_EXERCISE PROMPT_:
Restate verbatim the span of lines below between the line with "426L725 442L729 477L830" and the line with "box: [893, 84, 931, 117]", including those two lines, and only that span.

_ENTRIES PROVIDED_:
—————

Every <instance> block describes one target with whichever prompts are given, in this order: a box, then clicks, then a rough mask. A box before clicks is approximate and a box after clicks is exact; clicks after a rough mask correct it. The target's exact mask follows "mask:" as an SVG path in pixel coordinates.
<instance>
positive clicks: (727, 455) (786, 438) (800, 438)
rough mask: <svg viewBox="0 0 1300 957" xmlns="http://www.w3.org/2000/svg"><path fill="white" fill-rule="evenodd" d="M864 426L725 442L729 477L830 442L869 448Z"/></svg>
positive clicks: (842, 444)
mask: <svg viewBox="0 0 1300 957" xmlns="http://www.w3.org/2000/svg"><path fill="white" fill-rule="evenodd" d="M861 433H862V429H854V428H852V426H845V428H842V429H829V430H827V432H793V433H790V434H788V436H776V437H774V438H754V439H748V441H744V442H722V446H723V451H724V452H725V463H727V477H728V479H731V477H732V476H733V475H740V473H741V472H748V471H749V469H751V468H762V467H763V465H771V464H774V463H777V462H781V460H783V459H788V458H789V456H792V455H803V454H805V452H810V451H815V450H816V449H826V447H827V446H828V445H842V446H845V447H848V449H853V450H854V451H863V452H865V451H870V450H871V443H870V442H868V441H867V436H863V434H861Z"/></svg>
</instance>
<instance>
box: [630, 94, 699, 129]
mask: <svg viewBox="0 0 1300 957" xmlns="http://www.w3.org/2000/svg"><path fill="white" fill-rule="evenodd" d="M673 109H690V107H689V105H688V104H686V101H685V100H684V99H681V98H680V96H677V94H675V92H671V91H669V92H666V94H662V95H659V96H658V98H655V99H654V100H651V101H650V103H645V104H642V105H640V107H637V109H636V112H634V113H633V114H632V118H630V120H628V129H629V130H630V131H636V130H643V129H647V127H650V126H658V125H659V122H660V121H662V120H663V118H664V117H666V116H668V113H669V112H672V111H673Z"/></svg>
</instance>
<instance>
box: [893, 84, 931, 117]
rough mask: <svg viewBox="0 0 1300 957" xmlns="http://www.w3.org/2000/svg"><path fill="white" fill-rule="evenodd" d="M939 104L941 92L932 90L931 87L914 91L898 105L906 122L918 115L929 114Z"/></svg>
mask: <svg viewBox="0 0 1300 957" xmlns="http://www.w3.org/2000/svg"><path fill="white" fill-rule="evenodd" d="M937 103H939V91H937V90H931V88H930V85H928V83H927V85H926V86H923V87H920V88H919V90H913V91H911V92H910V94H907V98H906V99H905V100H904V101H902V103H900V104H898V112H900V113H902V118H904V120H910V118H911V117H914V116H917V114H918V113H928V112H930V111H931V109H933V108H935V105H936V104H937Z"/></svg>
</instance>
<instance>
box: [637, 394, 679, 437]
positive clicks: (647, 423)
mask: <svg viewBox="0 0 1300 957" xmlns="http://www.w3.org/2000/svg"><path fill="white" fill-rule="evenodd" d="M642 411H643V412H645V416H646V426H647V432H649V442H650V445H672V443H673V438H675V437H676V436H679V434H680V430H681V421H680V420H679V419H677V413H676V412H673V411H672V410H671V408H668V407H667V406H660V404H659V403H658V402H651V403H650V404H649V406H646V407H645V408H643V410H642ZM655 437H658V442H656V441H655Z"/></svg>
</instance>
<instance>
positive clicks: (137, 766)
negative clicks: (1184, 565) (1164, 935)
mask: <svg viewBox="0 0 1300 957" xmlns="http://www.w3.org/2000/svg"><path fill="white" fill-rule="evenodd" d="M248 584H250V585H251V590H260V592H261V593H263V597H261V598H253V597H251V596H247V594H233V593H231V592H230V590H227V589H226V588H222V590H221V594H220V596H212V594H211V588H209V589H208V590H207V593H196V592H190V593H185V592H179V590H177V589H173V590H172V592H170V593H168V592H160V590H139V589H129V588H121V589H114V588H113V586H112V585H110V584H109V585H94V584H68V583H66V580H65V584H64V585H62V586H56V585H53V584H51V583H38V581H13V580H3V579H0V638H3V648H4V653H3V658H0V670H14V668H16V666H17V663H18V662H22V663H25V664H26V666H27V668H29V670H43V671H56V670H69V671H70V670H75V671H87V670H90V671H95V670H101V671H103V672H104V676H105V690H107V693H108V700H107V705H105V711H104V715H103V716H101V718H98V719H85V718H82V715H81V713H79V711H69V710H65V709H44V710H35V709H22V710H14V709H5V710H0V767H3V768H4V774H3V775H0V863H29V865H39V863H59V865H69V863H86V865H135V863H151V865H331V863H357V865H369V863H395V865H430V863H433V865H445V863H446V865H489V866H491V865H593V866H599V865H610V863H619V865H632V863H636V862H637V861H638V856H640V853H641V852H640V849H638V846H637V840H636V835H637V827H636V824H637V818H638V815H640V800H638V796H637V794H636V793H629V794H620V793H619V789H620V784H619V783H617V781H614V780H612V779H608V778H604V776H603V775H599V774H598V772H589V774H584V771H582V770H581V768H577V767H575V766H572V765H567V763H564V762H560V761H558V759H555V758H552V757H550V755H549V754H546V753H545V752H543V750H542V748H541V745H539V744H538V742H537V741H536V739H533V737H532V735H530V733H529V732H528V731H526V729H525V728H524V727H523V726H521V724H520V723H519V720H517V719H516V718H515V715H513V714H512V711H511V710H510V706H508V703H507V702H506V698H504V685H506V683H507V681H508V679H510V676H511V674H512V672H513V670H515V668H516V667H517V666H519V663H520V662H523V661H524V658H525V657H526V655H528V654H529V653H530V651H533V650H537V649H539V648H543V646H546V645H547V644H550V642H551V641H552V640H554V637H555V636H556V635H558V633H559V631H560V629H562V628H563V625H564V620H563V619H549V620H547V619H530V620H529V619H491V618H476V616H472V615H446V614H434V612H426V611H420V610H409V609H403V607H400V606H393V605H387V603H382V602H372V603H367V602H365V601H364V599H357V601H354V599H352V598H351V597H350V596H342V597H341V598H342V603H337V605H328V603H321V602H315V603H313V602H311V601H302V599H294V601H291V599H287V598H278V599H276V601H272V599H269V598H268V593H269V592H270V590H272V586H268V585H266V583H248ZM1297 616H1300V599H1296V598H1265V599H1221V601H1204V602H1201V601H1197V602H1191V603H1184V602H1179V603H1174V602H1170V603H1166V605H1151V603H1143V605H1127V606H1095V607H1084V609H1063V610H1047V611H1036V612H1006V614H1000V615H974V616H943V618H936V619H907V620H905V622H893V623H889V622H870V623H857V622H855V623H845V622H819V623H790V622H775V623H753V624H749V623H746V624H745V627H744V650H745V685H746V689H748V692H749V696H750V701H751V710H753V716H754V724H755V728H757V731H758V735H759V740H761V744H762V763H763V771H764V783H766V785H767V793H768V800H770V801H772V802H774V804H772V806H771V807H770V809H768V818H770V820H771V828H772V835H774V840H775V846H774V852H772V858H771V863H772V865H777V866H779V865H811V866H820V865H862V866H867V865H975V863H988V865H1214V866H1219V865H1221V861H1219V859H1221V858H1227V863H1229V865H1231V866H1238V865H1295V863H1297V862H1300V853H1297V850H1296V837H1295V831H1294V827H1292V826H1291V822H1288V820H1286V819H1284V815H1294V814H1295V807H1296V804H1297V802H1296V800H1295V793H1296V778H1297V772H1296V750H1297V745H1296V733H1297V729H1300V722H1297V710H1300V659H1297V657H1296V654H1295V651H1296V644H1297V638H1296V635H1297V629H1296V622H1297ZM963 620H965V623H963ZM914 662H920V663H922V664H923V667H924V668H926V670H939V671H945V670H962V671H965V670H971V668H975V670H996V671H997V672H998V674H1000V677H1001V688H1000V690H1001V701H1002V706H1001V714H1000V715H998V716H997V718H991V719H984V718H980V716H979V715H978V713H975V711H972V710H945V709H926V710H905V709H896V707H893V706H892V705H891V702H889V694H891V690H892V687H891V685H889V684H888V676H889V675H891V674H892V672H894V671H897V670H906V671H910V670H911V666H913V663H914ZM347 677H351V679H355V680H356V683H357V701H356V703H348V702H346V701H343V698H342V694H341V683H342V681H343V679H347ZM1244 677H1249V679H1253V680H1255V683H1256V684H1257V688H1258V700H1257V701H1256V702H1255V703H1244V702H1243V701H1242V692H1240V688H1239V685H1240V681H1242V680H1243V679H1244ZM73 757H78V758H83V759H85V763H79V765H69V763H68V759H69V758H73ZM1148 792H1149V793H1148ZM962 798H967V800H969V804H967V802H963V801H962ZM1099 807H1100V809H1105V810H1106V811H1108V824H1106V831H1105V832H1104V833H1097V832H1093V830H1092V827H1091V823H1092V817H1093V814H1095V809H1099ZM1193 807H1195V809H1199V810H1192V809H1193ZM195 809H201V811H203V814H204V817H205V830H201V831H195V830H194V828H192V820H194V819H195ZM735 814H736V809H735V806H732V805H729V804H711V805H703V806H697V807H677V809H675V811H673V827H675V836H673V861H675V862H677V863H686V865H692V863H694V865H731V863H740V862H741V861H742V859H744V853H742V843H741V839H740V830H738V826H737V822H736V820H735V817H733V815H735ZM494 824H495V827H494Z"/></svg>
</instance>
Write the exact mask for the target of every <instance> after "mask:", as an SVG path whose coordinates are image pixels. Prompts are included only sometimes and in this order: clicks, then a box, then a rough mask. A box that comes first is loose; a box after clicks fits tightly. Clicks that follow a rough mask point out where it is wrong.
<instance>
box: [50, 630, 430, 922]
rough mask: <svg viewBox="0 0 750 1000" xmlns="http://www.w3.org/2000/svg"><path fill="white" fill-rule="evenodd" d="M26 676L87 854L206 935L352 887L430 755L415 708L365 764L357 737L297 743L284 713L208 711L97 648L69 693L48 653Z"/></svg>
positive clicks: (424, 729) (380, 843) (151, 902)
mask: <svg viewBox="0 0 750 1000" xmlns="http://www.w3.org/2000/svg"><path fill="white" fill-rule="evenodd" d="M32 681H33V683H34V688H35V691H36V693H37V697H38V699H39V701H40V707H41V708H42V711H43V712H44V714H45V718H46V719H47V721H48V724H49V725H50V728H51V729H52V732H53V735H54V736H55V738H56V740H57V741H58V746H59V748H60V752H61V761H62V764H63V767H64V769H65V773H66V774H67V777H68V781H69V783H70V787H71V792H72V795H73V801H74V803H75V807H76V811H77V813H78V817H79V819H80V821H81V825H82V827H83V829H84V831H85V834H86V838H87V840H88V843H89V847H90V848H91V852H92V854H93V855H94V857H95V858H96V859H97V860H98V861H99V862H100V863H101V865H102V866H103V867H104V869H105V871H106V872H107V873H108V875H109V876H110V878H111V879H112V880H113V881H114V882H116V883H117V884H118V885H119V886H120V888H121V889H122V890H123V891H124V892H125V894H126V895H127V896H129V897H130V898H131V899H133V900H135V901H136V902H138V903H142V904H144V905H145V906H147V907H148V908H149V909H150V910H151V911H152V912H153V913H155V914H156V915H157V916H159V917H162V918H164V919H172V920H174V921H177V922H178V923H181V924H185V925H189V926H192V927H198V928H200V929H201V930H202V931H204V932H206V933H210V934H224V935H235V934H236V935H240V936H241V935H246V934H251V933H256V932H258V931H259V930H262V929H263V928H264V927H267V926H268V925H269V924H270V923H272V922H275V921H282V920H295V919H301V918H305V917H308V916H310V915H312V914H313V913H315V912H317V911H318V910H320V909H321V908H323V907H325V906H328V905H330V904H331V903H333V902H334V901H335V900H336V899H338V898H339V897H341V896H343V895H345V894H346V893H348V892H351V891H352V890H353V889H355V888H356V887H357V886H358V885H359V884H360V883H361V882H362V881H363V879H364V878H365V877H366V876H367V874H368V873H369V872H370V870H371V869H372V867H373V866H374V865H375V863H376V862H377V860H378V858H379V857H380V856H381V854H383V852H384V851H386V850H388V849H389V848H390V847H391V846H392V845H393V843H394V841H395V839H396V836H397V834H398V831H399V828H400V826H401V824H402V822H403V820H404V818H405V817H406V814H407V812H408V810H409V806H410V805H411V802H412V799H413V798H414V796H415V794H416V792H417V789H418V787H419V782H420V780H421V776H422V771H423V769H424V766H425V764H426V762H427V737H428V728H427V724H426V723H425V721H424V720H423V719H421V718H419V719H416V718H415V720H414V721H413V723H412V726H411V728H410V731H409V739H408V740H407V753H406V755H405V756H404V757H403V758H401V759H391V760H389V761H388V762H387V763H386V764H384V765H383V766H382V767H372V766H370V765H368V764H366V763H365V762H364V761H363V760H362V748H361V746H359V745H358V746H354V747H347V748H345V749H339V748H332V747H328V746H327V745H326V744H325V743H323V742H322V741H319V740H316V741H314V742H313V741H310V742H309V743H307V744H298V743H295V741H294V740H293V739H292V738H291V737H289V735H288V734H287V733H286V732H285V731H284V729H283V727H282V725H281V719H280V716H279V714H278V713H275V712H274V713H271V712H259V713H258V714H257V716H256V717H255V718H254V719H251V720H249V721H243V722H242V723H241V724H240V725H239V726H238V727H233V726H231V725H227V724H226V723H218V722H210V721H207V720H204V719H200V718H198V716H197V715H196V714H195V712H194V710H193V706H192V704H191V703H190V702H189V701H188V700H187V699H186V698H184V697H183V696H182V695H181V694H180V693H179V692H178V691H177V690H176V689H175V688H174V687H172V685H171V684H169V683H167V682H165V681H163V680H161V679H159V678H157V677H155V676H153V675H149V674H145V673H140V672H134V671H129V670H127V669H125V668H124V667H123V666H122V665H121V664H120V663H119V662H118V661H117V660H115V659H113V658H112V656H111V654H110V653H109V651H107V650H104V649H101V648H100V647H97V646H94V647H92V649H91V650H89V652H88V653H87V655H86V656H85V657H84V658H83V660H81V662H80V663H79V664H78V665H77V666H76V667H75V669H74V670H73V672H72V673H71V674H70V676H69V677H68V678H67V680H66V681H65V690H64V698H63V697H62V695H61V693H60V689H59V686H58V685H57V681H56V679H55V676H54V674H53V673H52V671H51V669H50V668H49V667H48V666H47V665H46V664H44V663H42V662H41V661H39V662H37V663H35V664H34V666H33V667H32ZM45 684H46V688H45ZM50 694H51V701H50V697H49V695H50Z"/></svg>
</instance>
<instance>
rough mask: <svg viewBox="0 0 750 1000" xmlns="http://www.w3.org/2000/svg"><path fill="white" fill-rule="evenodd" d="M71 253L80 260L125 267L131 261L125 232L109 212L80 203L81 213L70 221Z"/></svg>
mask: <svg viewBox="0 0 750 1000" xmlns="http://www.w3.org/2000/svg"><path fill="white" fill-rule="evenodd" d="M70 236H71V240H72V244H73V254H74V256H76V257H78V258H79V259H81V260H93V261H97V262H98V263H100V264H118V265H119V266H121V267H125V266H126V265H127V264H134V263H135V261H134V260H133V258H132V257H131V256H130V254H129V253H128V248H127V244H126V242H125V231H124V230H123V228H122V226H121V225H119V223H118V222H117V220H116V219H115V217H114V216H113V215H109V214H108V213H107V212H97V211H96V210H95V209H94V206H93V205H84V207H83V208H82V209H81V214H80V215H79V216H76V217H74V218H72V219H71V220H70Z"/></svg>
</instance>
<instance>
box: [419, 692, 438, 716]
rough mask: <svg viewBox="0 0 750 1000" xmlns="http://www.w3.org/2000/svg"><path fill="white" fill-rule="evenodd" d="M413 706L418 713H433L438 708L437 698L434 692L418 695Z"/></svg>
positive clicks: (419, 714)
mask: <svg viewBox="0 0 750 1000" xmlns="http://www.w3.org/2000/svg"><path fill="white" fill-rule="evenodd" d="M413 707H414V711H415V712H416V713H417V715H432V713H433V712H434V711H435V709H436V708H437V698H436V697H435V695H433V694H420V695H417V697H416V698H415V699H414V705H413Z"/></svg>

—————

_TASK OUTPUT_:
rough mask: <svg viewBox="0 0 1300 957" xmlns="http://www.w3.org/2000/svg"><path fill="white" fill-rule="evenodd" d="M864 426L725 442L729 477L830 442L869 448Z"/></svg>
positive clicks: (842, 444)
mask: <svg viewBox="0 0 1300 957" xmlns="http://www.w3.org/2000/svg"><path fill="white" fill-rule="evenodd" d="M861 433H862V429H854V428H852V426H845V428H842V429H829V430H827V432H793V433H790V434H788V436H776V437H774V438H754V439H748V441H744V442H722V446H723V451H724V452H725V463H727V477H728V479H731V477H732V476H733V475H740V473H741V472H748V471H749V469H751V468H762V467H763V465H771V464H774V463H777V462H781V460H783V459H788V458H789V456H792V455H803V454H805V452H810V451H815V450H816V449H826V447H827V446H828V445H842V446H845V447H848V449H853V450H854V451H863V452H865V451H870V450H871V443H870V442H868V441H867V436H863V434H861Z"/></svg>
</instance>
<instance>
box: [630, 94, 699, 129]
mask: <svg viewBox="0 0 1300 957" xmlns="http://www.w3.org/2000/svg"><path fill="white" fill-rule="evenodd" d="M673 109H690V107H689V105H688V104H686V101H685V100H684V99H681V98H680V96H677V94H675V92H671V91H669V92H666V94H662V95H659V96H658V98H655V99H654V100H651V101H650V103H645V104H642V105H640V107H637V109H636V112H634V113H633V114H632V118H630V120H628V129H629V130H630V131H636V130H643V129H647V127H650V126H658V125H659V122H660V121H662V120H663V118H664V117H666V116H668V113H669V112H672V111H673Z"/></svg>
</instance>
<instance>
box: [893, 84, 931, 117]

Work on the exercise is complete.